Document text —
§

Methodological experiences to complement your courses, facilitate methodological cross-fertilisation and debate – and to boost your employability!

Official Welcome and reception

Sunday 4 March, 18:00–21:00

DO2A/AULA Dominikanerstraße 2a. 96049 (City Centre)

The University of Bamberg Aula is a beautiful converted Dominican convent in the heart of Bamberg old town. Following short welcome addresses, the Academic Convenors will present this year’s Academic Programme,

  • explaining the course programme logic
  • defining the articulation between courses
  • introducing Instructors and Teaching Assistants
  • revealing courses at our forthcoming Summer Methods School

Two Instructors will then each deliver a 20-minute lecture, presenting avant-première work-in-progress research, on hot societal/political topics, which demonstrate with real data how a given method, (or set of methods) produces particularly interesting, original or useful results:

Spyridoula Nezi (GESIS)
How populist parties re-shape citizens’ perception of austerity: proof from a survey experiment in Greece

Dimitris Christopoulos (MU Vienna & Edinburgh Business School)
How Social Network Analysis (SNA) can predict the longevity of political systems

The welcome address and lectures will be followed by an informal reception at which you can socialise with Winter School Instructors, Teaching Assistants and fellow participants. You can then go out and discover the beauty and charm of Bamberg by night!

Course Taster sessions

Bamberg Graduate School of Social Sciences (BAGSS), Feldkirchenstraße 21, 96052

These sessions cover four courses from the broad Winter School offer. Each Instructor presents a 25-minute lecture on their course topic followed by a short Q&A, giving you a clearer picture of each course's core assumptions, goals and toolbox. Two parallel sessions run over successive lunchtime breaks, on Tuesday and Wednesday. You may bring along a cold lunch.

Tuesday 6 March, 13:00–13:45

Session 1A – F21/01.35 Introduction to Experimental Methods Wolfgang Luhan (University of Portsmouth)

§

Dataset excerpt —
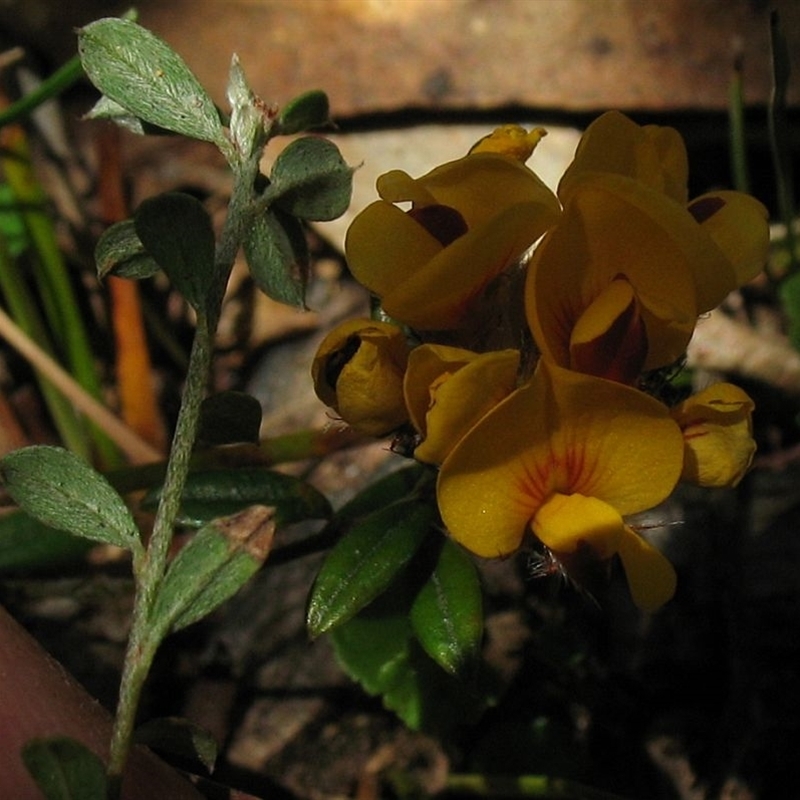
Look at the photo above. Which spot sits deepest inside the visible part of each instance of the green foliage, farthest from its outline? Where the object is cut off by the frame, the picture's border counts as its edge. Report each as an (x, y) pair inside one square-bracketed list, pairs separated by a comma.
[(277, 254), (147, 87), (65, 769), (310, 180), (143, 75), (63, 491), (447, 613), (212, 567), (306, 112), (377, 647), (176, 231), (29, 546), (120, 252), (215, 493), (366, 560)]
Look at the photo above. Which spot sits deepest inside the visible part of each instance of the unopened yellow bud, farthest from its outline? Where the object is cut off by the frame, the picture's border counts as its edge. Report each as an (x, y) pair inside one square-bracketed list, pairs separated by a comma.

§

Aim of the exercise —
In the Winter School program, how long is each Instructor's lecture in the Course Taster sessions? You can skip the lines.

Solution for this exercise —
Each lecture lasts 25 minutes and is followed by a short Q&A.